What the exercise asks — Transcribe exactly the line containing "Could you point out every instance of the pavilion" and the remaining lines of the listing below, through the very last.

Task input —
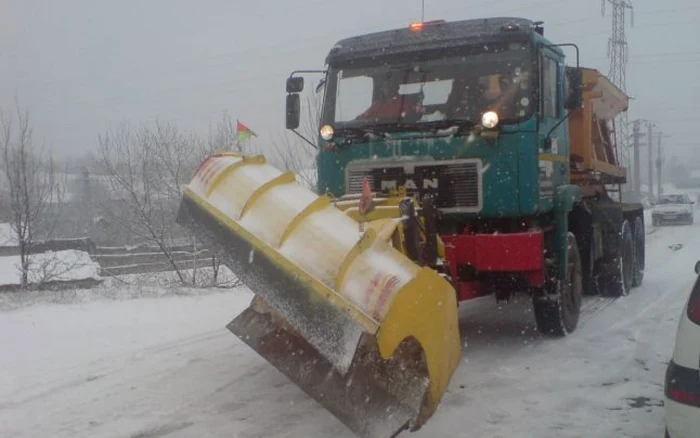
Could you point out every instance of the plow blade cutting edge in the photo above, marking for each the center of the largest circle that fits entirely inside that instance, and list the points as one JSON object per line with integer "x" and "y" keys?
{"x": 352, "y": 321}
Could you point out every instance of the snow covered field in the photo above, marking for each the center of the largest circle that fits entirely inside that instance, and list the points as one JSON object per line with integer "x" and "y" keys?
{"x": 166, "y": 366}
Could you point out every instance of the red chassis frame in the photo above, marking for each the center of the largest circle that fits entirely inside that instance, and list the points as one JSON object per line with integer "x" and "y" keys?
{"x": 519, "y": 254}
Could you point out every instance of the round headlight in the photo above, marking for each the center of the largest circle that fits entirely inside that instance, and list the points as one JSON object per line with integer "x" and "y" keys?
{"x": 489, "y": 120}
{"x": 327, "y": 132}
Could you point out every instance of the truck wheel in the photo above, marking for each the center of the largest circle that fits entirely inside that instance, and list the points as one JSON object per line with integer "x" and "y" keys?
{"x": 618, "y": 282}
{"x": 558, "y": 314}
{"x": 639, "y": 253}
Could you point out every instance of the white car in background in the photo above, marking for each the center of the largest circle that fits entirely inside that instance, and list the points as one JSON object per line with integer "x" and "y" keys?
{"x": 682, "y": 383}
{"x": 673, "y": 208}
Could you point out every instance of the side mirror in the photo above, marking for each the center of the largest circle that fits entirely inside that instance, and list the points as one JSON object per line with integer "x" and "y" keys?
{"x": 295, "y": 84}
{"x": 293, "y": 111}
{"x": 574, "y": 98}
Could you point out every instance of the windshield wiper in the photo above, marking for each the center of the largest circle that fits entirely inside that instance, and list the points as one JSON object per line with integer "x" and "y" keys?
{"x": 365, "y": 132}
{"x": 436, "y": 126}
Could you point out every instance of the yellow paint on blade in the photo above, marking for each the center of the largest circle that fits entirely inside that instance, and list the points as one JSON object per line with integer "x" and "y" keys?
{"x": 310, "y": 238}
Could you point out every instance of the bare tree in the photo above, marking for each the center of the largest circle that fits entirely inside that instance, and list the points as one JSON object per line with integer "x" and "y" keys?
{"x": 31, "y": 186}
{"x": 145, "y": 169}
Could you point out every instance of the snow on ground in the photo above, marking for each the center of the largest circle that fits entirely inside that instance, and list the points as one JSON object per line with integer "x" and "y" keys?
{"x": 50, "y": 266}
{"x": 152, "y": 367}
{"x": 126, "y": 287}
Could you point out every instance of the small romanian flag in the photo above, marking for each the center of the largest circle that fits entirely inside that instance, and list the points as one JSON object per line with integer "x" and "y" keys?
{"x": 243, "y": 132}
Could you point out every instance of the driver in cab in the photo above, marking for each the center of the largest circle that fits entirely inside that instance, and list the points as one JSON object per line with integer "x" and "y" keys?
{"x": 389, "y": 105}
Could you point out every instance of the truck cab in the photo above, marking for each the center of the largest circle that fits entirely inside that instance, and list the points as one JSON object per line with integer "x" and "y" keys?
{"x": 472, "y": 115}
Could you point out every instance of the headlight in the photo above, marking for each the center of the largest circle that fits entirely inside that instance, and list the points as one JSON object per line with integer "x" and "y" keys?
{"x": 327, "y": 132}
{"x": 489, "y": 120}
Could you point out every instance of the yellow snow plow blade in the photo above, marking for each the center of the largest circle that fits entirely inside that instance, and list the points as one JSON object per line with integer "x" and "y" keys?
{"x": 350, "y": 319}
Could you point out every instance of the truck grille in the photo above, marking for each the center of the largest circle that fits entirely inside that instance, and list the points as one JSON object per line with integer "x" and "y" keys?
{"x": 456, "y": 184}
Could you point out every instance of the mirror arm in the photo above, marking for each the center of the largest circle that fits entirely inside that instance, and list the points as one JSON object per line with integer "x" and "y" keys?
{"x": 563, "y": 119}
{"x": 304, "y": 138}
{"x": 307, "y": 71}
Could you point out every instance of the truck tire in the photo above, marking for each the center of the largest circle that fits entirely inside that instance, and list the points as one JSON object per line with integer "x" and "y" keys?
{"x": 639, "y": 252}
{"x": 618, "y": 280}
{"x": 558, "y": 314}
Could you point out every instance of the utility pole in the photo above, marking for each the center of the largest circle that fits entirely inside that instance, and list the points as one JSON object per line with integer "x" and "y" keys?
{"x": 659, "y": 165}
{"x": 635, "y": 175}
{"x": 618, "y": 52}
{"x": 650, "y": 157}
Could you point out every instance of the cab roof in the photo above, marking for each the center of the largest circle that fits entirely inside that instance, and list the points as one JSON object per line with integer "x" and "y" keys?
{"x": 431, "y": 35}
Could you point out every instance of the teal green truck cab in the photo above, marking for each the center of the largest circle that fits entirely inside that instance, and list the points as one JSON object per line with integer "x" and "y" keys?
{"x": 472, "y": 118}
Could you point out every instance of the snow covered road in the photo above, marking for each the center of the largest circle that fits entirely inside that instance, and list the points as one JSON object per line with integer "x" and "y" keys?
{"x": 166, "y": 366}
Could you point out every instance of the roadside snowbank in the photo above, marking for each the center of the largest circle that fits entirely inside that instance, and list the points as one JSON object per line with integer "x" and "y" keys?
{"x": 65, "y": 265}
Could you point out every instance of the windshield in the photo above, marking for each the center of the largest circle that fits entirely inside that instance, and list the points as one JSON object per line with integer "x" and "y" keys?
{"x": 460, "y": 86}
{"x": 672, "y": 199}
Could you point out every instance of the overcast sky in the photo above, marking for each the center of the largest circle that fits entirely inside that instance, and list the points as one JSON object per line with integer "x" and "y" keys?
{"x": 82, "y": 66}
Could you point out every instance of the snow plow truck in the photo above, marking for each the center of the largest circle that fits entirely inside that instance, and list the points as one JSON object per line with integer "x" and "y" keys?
{"x": 455, "y": 160}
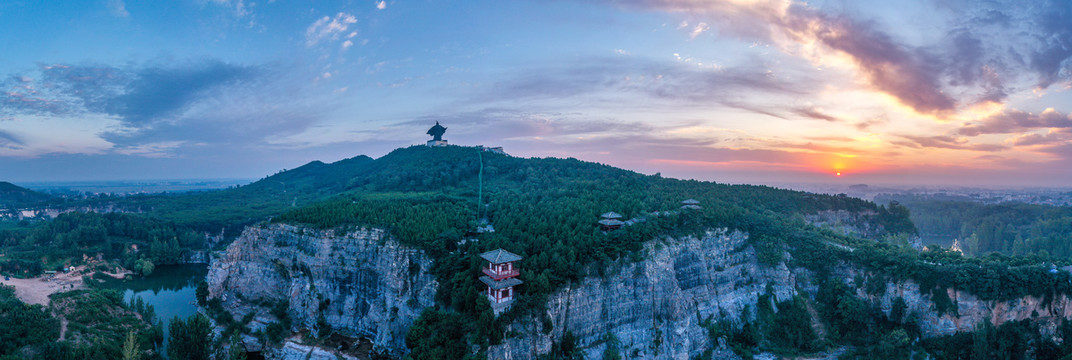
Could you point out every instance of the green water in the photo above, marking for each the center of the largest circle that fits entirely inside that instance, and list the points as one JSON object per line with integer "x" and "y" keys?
{"x": 169, "y": 289}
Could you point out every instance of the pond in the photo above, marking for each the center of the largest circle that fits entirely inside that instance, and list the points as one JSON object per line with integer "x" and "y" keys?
{"x": 169, "y": 289}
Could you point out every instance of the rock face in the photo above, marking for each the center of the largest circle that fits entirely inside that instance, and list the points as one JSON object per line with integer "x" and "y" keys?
{"x": 366, "y": 284}
{"x": 292, "y": 350}
{"x": 362, "y": 283}
{"x": 654, "y": 308}
{"x": 970, "y": 311}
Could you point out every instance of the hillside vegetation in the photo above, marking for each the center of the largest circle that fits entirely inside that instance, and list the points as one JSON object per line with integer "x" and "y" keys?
{"x": 1011, "y": 228}
{"x": 14, "y": 196}
{"x": 546, "y": 210}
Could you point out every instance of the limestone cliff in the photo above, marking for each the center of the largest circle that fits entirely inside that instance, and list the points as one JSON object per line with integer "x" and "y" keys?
{"x": 654, "y": 308}
{"x": 366, "y": 284}
{"x": 363, "y": 282}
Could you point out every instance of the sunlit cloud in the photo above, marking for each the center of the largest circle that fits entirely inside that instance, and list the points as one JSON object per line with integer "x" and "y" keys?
{"x": 328, "y": 28}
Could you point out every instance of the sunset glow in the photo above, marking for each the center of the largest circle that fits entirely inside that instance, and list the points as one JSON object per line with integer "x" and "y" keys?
{"x": 734, "y": 91}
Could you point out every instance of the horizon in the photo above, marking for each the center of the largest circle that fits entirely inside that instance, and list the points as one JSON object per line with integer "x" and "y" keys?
{"x": 759, "y": 92}
{"x": 798, "y": 185}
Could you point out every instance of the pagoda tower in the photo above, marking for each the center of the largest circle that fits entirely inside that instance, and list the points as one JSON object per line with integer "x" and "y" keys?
{"x": 501, "y": 278}
{"x": 436, "y": 133}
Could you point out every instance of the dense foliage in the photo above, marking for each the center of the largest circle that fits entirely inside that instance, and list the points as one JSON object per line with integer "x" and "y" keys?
{"x": 14, "y": 196}
{"x": 1011, "y": 228}
{"x": 24, "y": 325}
{"x": 546, "y": 210}
{"x": 137, "y": 242}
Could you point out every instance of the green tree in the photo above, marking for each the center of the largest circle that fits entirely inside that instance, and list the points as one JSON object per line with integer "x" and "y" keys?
{"x": 202, "y": 293}
{"x": 131, "y": 347}
{"x": 190, "y": 339}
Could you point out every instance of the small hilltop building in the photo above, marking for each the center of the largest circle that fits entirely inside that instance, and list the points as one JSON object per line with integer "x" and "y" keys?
{"x": 690, "y": 204}
{"x": 497, "y": 150}
{"x": 610, "y": 221}
{"x": 436, "y": 133}
{"x": 956, "y": 246}
{"x": 501, "y": 276}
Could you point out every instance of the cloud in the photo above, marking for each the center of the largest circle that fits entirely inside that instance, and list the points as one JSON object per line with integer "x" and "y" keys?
{"x": 947, "y": 141}
{"x": 890, "y": 66}
{"x": 118, "y": 8}
{"x": 160, "y": 109}
{"x": 327, "y": 28}
{"x": 699, "y": 29}
{"x": 158, "y": 92}
{"x": 674, "y": 83}
{"x": 10, "y": 140}
{"x": 1014, "y": 121}
{"x": 814, "y": 114}
{"x": 1053, "y": 57}
{"x": 1053, "y": 137}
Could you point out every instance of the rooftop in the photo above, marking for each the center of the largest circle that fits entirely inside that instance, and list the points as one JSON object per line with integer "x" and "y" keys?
{"x": 611, "y": 214}
{"x": 501, "y": 284}
{"x": 500, "y": 256}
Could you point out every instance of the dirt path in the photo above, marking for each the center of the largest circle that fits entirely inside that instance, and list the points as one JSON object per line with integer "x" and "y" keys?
{"x": 62, "y": 328}
{"x": 36, "y": 290}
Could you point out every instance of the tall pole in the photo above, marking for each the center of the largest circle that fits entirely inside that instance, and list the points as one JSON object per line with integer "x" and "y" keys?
{"x": 479, "y": 193}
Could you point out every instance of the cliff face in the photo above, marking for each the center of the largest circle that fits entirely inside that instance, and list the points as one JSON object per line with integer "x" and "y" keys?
{"x": 368, "y": 285}
{"x": 970, "y": 311}
{"x": 654, "y": 308}
{"x": 363, "y": 282}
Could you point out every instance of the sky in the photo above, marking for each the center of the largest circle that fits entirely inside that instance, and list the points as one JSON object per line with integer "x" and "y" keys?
{"x": 740, "y": 91}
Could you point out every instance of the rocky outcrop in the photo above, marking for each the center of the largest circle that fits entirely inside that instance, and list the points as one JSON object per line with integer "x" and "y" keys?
{"x": 969, "y": 311}
{"x": 849, "y": 223}
{"x": 292, "y": 350}
{"x": 362, "y": 283}
{"x": 654, "y": 308}
{"x": 366, "y": 284}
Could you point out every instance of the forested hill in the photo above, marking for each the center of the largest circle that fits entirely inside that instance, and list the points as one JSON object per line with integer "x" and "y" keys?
{"x": 420, "y": 171}
{"x": 14, "y": 196}
{"x": 1010, "y": 228}
{"x": 235, "y": 208}
{"x": 547, "y": 210}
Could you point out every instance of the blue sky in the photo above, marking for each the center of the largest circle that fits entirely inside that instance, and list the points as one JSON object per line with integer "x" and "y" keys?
{"x": 952, "y": 92}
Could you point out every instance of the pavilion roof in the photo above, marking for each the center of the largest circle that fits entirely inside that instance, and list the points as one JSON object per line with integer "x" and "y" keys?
{"x": 611, "y": 214}
{"x": 500, "y": 256}
{"x": 501, "y": 284}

Exercise result —
Could you point out every instance of the pavilion roof in the photo above, marking for each the center of the largest circle that fits entirely inside that instance, and list the points as one JSON object per line with integer "x" and "y" keys?
{"x": 611, "y": 214}
{"x": 500, "y": 256}
{"x": 501, "y": 284}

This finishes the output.